Please return every one of the entries below verbatim, leaving out the pictures.
━━ Extracted data ━━
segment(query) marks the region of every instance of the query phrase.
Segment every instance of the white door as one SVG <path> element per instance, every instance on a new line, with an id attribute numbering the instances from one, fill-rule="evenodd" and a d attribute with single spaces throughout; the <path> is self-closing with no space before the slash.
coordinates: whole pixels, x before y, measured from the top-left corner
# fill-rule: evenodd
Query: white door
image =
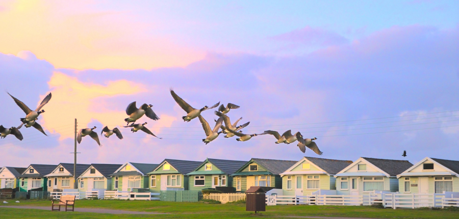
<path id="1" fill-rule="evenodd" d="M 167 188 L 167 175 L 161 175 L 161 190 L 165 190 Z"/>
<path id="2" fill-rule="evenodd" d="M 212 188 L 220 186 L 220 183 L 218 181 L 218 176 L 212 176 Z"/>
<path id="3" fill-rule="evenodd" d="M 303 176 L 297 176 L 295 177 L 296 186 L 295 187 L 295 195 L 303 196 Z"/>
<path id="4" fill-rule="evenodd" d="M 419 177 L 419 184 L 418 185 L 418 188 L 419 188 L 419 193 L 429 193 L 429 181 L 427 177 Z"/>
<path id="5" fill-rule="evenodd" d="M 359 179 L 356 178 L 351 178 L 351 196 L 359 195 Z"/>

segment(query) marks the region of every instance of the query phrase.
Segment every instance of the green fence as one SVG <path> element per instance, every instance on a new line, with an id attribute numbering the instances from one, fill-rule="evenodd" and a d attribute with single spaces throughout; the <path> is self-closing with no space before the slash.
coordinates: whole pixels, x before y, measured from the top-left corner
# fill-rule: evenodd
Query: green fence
━━━
● Response to this exercise:
segment(query) marks the region of every instance of the query phrase.
Segment every instance of the white door as one SVG <path> element per instance, every instance on a new line, with an id attribute numbering the instances from one, fill-rule="evenodd" and a d attribute with single spaces throughout; the <path> is self-closing with no space before the slash.
coordinates: whole pixels, x before y, measured from the top-left corner
# fill-rule: evenodd
Query: white door
image =
<path id="1" fill-rule="evenodd" d="M 167 188 L 167 175 L 161 175 L 161 190 L 165 190 Z"/>
<path id="2" fill-rule="evenodd" d="M 212 188 L 220 186 L 220 183 L 218 181 L 218 176 L 212 176 Z"/>
<path id="3" fill-rule="evenodd" d="M 303 176 L 297 176 L 295 177 L 296 186 L 295 187 L 295 195 L 303 196 Z"/>
<path id="4" fill-rule="evenodd" d="M 419 177 L 419 184 L 418 185 L 418 188 L 419 188 L 419 193 L 429 193 L 429 181 L 427 177 Z"/>
<path id="5" fill-rule="evenodd" d="M 359 179 L 356 178 L 351 178 L 351 196 L 359 195 Z"/>

segment(query) marks the region of every instance of the query phrase.
Segment every instance of the green fence as one SVG <path> element per instance, every instance on a new line, with an id attribute numbering the instances from one, fill-rule="evenodd" and a d attribute with single spaces throughout; the <path> is self-closing with no space before the slash.
coordinates: whole pixels, x before y, measured from the top-left corner
# fill-rule: evenodd
Query: green fence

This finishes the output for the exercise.